*EXERCISE REQUIREMENTS*: Output the lines of the records exactly, from the first through the one containing "target: blurred moth wing". Omit all pictures.

● ● ● ● ●

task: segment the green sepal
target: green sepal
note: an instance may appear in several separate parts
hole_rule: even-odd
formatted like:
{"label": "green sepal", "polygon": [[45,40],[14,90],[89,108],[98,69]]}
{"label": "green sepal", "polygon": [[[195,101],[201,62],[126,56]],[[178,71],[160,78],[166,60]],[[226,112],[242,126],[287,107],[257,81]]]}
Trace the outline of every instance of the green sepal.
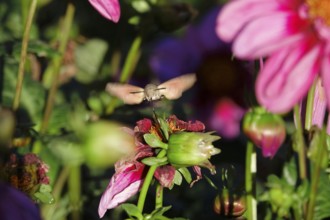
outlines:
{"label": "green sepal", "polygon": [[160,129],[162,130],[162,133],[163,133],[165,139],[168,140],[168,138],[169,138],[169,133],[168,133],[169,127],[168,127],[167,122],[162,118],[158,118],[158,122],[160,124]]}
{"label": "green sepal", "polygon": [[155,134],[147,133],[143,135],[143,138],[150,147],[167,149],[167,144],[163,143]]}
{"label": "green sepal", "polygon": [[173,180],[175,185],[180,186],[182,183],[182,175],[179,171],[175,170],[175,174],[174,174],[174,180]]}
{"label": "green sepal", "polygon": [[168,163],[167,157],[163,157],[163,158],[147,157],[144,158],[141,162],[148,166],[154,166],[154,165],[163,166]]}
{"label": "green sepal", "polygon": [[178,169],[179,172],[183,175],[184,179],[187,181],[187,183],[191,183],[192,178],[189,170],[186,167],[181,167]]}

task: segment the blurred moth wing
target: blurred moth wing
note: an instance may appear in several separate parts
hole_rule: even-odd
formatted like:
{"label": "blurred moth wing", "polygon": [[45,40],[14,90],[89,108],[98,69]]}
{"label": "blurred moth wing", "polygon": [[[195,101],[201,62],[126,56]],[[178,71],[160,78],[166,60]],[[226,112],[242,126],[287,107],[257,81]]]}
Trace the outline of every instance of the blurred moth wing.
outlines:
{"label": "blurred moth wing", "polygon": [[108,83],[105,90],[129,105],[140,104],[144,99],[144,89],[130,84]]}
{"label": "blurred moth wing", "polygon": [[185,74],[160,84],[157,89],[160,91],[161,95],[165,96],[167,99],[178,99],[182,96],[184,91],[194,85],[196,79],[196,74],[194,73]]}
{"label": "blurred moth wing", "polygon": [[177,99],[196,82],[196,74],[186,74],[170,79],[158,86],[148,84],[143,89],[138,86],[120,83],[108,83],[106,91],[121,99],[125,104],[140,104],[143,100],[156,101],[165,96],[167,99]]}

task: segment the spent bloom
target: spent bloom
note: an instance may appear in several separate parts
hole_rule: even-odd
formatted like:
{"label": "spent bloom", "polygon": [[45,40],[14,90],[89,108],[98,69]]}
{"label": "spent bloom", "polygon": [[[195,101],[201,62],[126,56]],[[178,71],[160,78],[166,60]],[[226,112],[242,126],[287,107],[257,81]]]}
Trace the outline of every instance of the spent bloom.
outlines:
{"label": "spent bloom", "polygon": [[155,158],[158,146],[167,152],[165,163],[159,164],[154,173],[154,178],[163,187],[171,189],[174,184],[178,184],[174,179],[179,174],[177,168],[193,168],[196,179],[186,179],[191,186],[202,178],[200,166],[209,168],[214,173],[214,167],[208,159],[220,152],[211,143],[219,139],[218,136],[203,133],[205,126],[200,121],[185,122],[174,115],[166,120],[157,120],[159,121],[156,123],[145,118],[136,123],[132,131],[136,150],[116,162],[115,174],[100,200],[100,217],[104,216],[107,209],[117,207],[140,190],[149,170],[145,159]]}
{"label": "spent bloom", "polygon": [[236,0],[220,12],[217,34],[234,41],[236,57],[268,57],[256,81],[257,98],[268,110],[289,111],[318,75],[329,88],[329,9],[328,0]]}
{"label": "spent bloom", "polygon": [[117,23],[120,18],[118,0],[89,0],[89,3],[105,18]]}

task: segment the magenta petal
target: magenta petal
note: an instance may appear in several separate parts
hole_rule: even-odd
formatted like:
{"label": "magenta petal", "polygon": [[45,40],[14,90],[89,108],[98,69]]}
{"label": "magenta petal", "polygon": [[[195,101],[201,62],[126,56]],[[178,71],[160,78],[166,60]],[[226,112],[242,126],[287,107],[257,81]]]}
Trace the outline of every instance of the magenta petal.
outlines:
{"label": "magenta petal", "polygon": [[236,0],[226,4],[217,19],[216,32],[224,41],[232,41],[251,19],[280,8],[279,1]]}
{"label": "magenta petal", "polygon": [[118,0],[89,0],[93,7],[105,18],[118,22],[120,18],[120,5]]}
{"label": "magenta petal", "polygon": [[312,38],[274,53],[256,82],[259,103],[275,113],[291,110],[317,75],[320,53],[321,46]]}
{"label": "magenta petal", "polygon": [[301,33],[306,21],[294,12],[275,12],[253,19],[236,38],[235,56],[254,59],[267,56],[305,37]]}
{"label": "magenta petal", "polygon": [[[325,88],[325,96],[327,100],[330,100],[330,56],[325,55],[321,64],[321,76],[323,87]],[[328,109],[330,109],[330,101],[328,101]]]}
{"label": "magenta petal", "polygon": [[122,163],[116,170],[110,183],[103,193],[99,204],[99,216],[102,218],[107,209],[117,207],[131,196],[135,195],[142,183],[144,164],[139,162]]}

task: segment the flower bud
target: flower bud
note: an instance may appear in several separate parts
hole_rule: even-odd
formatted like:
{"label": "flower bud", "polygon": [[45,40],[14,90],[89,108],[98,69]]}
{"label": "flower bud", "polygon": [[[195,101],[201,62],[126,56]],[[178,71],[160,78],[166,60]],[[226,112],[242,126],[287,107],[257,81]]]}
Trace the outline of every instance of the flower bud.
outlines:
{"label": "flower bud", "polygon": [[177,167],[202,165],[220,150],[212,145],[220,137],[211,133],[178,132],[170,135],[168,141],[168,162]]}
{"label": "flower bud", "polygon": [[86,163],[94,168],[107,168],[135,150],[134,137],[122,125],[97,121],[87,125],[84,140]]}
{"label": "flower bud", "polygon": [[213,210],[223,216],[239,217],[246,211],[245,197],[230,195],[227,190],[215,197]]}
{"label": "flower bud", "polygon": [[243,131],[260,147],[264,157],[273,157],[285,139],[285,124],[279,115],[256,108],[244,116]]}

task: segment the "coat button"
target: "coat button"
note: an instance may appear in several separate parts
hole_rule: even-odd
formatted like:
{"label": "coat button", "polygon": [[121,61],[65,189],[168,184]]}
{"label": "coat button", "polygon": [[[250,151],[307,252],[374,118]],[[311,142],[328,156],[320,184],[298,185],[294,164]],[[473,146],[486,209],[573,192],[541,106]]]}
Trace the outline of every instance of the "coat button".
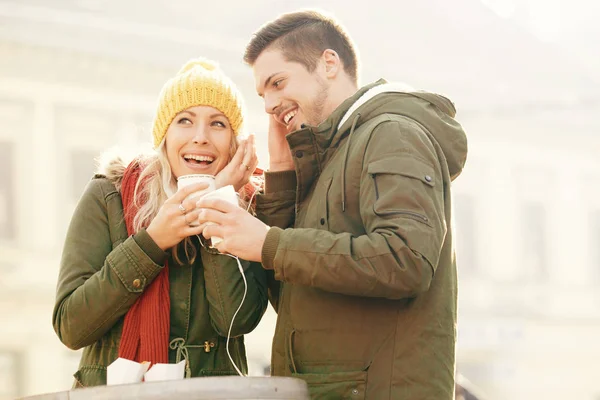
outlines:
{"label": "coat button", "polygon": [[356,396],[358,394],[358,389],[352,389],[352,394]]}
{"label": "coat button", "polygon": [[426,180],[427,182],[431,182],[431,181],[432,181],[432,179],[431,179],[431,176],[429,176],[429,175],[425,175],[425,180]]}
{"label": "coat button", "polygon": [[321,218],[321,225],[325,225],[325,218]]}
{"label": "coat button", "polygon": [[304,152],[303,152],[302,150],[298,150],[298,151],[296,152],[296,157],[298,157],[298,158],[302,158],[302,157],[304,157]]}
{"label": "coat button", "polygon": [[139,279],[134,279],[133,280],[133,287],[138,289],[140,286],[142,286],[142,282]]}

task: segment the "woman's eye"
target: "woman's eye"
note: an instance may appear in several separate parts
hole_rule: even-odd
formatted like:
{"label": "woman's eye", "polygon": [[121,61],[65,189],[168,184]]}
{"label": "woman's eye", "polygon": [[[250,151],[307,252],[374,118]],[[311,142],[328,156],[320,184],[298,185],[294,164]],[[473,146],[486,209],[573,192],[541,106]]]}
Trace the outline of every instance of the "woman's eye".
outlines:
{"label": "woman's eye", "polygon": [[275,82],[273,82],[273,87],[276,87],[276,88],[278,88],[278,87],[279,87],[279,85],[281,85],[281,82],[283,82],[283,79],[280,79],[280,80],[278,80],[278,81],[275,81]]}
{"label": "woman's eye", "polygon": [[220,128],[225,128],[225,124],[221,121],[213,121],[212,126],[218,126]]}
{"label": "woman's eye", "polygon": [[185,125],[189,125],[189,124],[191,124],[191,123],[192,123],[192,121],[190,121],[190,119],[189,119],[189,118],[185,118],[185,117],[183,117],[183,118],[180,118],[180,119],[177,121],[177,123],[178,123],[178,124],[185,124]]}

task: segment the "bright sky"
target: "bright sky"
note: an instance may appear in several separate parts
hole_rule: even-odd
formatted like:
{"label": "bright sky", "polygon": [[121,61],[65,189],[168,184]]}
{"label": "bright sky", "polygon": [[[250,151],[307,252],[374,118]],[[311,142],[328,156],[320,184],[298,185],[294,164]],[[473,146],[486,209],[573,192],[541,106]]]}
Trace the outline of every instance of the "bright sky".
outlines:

● ● ● ● ●

*ANSWER SECTION*:
task: segment the green sepal
target: green sepal
note: an instance may appear in several separate parts
hole_rule: even-odd
formatted like:
{"label": "green sepal", "polygon": [[45,40],[14,90],[89,108],[98,69]]}
{"label": "green sepal", "polygon": [[[195,101],[201,62],[126,56]],[[178,71],[160,78],[166,60]],[[226,112],[242,126],[287,107],[257,81]]]}
Trace the outline of every instance of the green sepal.
outlines:
{"label": "green sepal", "polygon": [[160,129],[162,130],[162,133],[163,133],[165,139],[168,140],[168,138],[169,138],[169,133],[168,133],[169,127],[168,127],[167,122],[162,118],[158,118],[158,122],[160,124]]}
{"label": "green sepal", "polygon": [[155,134],[147,133],[143,135],[143,138],[150,147],[167,149],[167,144],[163,143]]}
{"label": "green sepal", "polygon": [[173,180],[175,185],[180,186],[182,183],[182,175],[179,171],[175,170],[175,174],[174,174],[174,180]]}
{"label": "green sepal", "polygon": [[168,163],[167,157],[163,157],[163,158],[147,157],[144,158],[141,162],[148,166],[154,166],[154,165],[163,166]]}
{"label": "green sepal", "polygon": [[178,169],[179,172],[183,175],[184,179],[187,181],[187,183],[191,183],[192,178],[189,170],[186,167],[181,167]]}

task: segment the blurred moth wing
target: blurred moth wing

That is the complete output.